═════ DATA EXTRACTS

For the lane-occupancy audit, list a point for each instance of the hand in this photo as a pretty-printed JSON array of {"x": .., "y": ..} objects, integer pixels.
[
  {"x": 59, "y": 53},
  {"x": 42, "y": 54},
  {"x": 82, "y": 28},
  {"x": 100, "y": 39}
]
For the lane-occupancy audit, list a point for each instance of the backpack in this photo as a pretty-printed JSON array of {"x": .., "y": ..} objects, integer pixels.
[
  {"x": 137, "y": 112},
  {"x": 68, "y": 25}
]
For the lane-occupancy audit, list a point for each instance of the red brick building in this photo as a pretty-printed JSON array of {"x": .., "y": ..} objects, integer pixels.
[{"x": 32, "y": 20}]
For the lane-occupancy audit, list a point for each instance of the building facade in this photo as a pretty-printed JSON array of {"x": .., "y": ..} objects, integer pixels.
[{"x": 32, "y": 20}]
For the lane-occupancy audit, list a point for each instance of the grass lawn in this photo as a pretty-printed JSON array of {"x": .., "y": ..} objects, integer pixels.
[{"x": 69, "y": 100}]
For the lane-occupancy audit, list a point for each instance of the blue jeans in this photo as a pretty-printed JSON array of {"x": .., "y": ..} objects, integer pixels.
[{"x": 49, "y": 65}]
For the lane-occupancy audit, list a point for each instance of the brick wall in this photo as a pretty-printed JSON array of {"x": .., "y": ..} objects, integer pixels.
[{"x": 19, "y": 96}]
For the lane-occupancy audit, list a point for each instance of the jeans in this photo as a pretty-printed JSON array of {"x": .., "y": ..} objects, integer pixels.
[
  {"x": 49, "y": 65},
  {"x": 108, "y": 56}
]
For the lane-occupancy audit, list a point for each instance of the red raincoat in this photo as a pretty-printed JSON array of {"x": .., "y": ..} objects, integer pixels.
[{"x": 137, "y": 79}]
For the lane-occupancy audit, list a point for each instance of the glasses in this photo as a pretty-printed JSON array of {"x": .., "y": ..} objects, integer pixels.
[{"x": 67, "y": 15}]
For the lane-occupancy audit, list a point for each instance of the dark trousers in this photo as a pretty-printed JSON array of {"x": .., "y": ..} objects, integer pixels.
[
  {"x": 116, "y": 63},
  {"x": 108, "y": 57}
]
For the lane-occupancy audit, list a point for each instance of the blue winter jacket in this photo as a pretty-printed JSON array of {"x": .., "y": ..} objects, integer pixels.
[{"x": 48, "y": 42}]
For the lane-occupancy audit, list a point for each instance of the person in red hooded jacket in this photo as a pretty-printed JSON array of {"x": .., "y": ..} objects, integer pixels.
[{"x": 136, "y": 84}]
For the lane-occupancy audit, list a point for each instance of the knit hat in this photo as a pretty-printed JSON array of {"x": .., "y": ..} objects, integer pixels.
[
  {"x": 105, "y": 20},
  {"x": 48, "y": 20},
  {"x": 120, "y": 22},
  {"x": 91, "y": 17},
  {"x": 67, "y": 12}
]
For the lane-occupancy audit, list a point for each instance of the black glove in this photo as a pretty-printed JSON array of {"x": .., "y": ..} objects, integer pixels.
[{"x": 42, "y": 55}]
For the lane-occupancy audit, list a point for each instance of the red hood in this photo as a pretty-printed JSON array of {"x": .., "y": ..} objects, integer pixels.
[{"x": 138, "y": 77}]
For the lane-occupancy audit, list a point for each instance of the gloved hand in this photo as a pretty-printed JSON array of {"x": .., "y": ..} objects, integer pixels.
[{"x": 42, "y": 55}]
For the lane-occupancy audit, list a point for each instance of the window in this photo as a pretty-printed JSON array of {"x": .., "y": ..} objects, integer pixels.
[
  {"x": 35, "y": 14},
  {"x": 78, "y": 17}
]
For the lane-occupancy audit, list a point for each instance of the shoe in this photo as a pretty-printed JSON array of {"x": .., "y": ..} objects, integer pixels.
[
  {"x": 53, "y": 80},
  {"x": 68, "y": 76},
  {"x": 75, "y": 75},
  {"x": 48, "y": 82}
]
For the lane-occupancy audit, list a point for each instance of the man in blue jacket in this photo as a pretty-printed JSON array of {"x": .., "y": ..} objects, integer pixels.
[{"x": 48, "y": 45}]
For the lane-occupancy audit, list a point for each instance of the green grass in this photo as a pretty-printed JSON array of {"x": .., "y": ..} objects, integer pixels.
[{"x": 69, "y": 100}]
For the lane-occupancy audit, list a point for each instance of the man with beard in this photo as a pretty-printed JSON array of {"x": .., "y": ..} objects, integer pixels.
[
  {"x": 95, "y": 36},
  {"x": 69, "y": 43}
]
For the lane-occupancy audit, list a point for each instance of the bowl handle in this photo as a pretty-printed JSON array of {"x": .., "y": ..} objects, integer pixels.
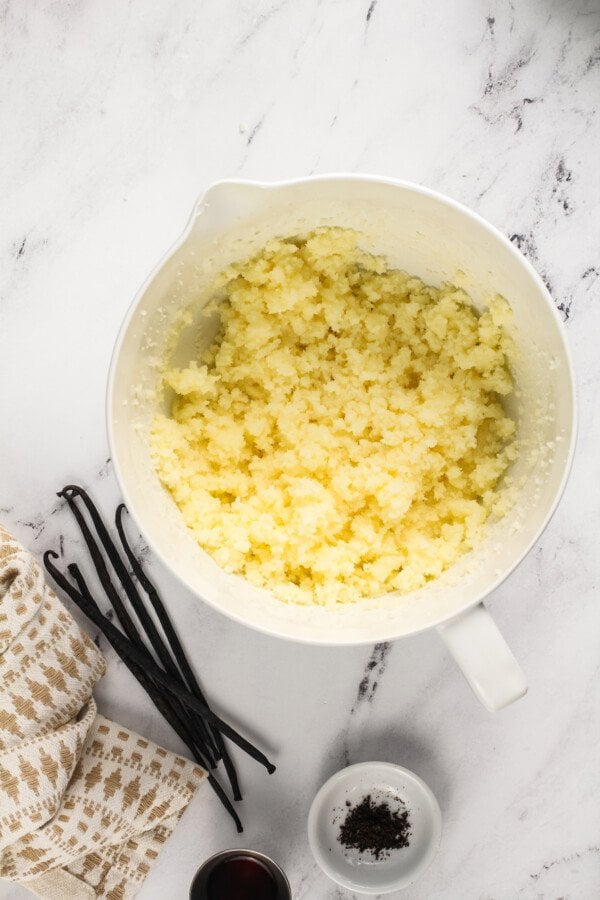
[{"x": 484, "y": 657}]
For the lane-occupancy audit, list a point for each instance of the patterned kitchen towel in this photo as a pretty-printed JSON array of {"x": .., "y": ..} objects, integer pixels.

══════════

INSTRUCTIONS FOR THE TASK: All of the data above must be printed exactly, minus its pictures.

RESPONSE TO THE TASK:
For the lane-occupancy audit, list a point for each instance of the hand in this photo as a pretty-printed JSON array of {"x": .., "y": ..} objects, integer pixels.
[
  {"x": 59, "y": 53},
  {"x": 42, "y": 54},
  {"x": 82, "y": 28},
  {"x": 100, "y": 39}
]
For the lane-occupancy audit, list a point for each instance of the backpack in this photo as a pretty-printed JSON array of {"x": .., "y": ..} objects, integer pixels.
[
  {"x": 137, "y": 112},
  {"x": 68, "y": 25}
]
For the lane-occupancy audit, list a point for each instance of the red brick building in this photo as a pretty-printed JSON array of {"x": .., "y": ..} objects, integer pixels.
[{"x": 32, "y": 20}]
For the lane-occupancy audit, list a point for each instance of the building facade in this photo as a pretty-printed JSON array of {"x": .., "y": ..} objects, integer pixels.
[{"x": 32, "y": 20}]
For the lane-occupancy audit, list a point for each instance of the grass lawn in this photo as a pretty-printed JSON array of {"x": .., "y": ..} objects, integer pixels.
[{"x": 69, "y": 100}]
For the lane-occupancy audit, list a point for each instance of the blue jeans in this photo as a pretty-printed JSON array of {"x": .., "y": ..} objects, integer pixels.
[{"x": 49, "y": 65}]
For the lane-occupancy audit, list a point for each instance of the brick wall in this photo as a pretty-printed JSON array of {"x": .., "y": ..} objects, integer pixels.
[{"x": 19, "y": 96}]
For the lane-occupancy audit, list a point for each instance of the jeans in this photo as a pretty-printed JSON array of {"x": .., "y": ..} objects, integer pixels.
[
  {"x": 49, "y": 65},
  {"x": 108, "y": 56}
]
For the lane-occupancy audit, list a point for each instance of the red raincoat in this photo as a pretty-printed JSON array of {"x": .., "y": ..} objects, integer pixels.
[{"x": 137, "y": 79}]
For the lane-occupancy audit, list a point for each instance of the glasses in this photo as a pretty-printed JSON array of {"x": .., "y": ..} objects, integer pixels.
[{"x": 67, "y": 15}]
For the lane-occupancy audit, list a point for each instance of the dark trousers in this photo as a pretty-printed JSON array of {"x": .., "y": ..} objects, integer pixels.
[
  {"x": 116, "y": 63},
  {"x": 108, "y": 57}
]
For the lane-occupancy audit, list a point for each instance of the blue winter jacket in this photo as a pretty-printed JSON array of {"x": .., "y": ..} objects, integer pixels.
[{"x": 48, "y": 42}]
For the lane-occupancy audit, list a point for each instance of the person in red hooded jacket in this photo as a pretty-printed JSON array of {"x": .., "y": ..} objects, integer pixels.
[{"x": 136, "y": 84}]
For the lane-occupancy audit, list a point for each instance of the knit hat in this photo as a pretty-printed JSON array of {"x": .., "y": ..} objects, integer pixels.
[
  {"x": 105, "y": 20},
  {"x": 48, "y": 20},
  {"x": 120, "y": 22},
  {"x": 91, "y": 17},
  {"x": 67, "y": 12}
]
For the lane-occupancy audit, list a point for each instance of the black glove in this photo as a pretty-printed JSON array of {"x": .., "y": ..} objects, integer pixels.
[{"x": 42, "y": 55}]
For the lane-occupancy audit, list a point for each instance of the red hood in this photo as a pretty-printed JSON array of {"x": .., "y": ..} objects, integer pixels.
[{"x": 138, "y": 77}]
For the lane-occupancy audit, list a point for each instance of the gloved hand in this photo as a pretty-printed JSON array of {"x": .., "y": ..} objects, integer pixels.
[{"x": 42, "y": 55}]
For the lane-occupancy audit, list a point for each instance of the window in this photo as a pretty-printed JSON array of {"x": .., "y": ..} objects, integer pixels.
[
  {"x": 35, "y": 14},
  {"x": 78, "y": 17}
]
For the lane-occupancy audit, list a point for each instance of the shoe in this photo as a pretty-printed JSON array of {"x": .., "y": ..} objects, integer pixels.
[
  {"x": 53, "y": 80},
  {"x": 68, "y": 76},
  {"x": 75, "y": 75},
  {"x": 48, "y": 82}
]
For the lane-occupancy audit, list a point for each instance of the man in blue jacket in this photo as a pretty-printed JSON array of {"x": .., "y": ..} objects, integer pixels.
[{"x": 48, "y": 45}]
For the lane-occupancy audit, list a point for each instance of the green grass in this photo as a pretty-printed JSON array of {"x": .., "y": ..} objects, integer pixels.
[{"x": 69, "y": 100}]
For the lane-occupancy audit, list a point for each instance of the man with beard in this photo as a pretty-printed JSON array of {"x": .., "y": ..} objects, integer pixels.
[
  {"x": 95, "y": 36},
  {"x": 69, "y": 43}
]
For the lane-occupancy audit, list a point for each instance of the bowl handle in this photo as a pretty-printed JSON array of {"x": .., "y": ..} objects, integer pixels.
[{"x": 484, "y": 657}]
For the lane-occupancy audit, list a point for each instance of the patterned kitchen towel in this photo as a pretty-printed JSON array of {"x": .., "y": ..} objects, integer pixels.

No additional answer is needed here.